■ The task
Can you copy the comment exchange below word for word from "So I know I’m" to "welfare for all."?

■ Text shown
Wrong. That is only the case in a healthy cash economy. But the whole point here is that that is not what is going on, already or at any rate soon.
Wrong. That is merely how things used to be until they worked out new tricks. Now, they print it first and only then do they, as it were, charge it with value by tapping into others’ resources – and, they don’t have to access those in a way that ever lets it be “our money” (think of P.A.Y.E./withholding tax, the cunning colonialist use of a combination of forced labour and poll tax in Madagascar, etc.).
The previous two rebuttals work together to rebut this assertion.
Dear P.M.Lawrence:
Let us hope we never get the opportunity to see which of us is right.
Huh? History already gave us that opportunity, in lots of cases. For instance, over and above what I already mentioned, the Roman Empire’s middle class got hollowed out pretty much like that, the Highland Clearances in Scotland and the English Enclosure of the Commons showed how making more money could lead to fewer jobs, and so on. You should be hoping not to get another opportunity to find out, but that is all the more likely if people don’t take advantage of the opportunities they were already given. As someone once remarked, the clever man learns from his mistakes, the wise man learns from other people’s mistakes.
So I know I’m right that there are dangerous waters ahead, but what I don’t know is just what and where the particular hazards are, which it would be even more useful to know.
Dear P.M.Lawrence:
Yes.
Another unintended consequence: when you incentivize something, you get more of it. You mentioned “professional students”. Those will explode. When college is free, what better place to coast (for free) for 6 or 8 years because you have no idea what to do with your life? It will be like welfare for all.
Dear Weetabix:
What you said.
When everyone has a bachelor’s degree, it will have no more value than a GED does now. So “everyone” will then need a master’s degree. And when everyone has a master’s, then “everyone” will “need” a doctorate. All subsidized by the government in exchange for votes.

■ Data provided
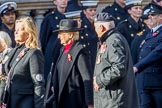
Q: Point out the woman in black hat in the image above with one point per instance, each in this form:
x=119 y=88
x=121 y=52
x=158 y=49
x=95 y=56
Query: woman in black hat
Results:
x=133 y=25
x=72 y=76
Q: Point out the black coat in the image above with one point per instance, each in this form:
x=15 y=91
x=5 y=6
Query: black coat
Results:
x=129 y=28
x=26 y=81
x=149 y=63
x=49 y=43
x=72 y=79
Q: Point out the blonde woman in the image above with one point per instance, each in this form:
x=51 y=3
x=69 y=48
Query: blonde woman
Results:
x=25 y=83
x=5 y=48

--

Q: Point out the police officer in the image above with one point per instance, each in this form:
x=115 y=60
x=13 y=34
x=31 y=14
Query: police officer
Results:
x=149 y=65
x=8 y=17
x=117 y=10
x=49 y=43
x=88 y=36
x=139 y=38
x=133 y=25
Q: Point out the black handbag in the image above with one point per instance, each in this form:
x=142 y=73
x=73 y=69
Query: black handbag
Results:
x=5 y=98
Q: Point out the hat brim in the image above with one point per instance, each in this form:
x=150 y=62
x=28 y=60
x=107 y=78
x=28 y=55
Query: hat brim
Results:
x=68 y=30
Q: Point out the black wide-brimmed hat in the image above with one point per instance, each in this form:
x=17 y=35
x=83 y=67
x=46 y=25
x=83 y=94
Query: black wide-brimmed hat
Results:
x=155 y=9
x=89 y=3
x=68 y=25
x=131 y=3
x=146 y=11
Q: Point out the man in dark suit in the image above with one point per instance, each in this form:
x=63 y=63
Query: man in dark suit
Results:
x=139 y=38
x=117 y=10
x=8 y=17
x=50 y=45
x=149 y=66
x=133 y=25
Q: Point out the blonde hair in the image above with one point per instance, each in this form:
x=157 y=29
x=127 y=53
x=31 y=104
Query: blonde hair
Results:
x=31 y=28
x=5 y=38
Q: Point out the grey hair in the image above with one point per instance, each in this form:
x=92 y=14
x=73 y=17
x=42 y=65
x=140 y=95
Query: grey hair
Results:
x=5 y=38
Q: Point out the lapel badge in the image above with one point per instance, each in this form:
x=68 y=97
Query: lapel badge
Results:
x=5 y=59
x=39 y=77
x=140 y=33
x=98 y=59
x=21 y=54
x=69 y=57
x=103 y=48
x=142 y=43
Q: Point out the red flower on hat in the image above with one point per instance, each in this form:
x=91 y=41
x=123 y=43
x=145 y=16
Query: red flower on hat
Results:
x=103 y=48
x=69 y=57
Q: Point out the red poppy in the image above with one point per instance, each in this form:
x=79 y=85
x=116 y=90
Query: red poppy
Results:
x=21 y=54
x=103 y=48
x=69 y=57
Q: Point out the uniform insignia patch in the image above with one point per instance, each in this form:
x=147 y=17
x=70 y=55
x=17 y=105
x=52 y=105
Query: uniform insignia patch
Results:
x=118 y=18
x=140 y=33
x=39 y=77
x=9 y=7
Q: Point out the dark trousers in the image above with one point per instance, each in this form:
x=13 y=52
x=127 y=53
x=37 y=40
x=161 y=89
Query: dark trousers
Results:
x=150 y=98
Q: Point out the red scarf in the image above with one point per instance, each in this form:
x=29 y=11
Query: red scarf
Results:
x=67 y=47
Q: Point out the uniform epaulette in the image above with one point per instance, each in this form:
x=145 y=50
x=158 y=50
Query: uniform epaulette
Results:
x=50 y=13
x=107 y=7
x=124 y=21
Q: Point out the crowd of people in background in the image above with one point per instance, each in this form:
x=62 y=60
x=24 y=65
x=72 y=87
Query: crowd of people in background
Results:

■ Reply
So I know I’m right that there are dangerous waters ahead, but what I don’t know is just what and where the particular hazards are, which it would be even more useful to know.
Dear P.M.Lawrence:
Yes.
Another unintended consequence: when you incentivize something, you get more of it. You mentioned “professional students”. Those will explode. When college is free, what better place to coast (for free) for 6 or 8 years because you have no idea what to do with your life? It will be like welfare for all.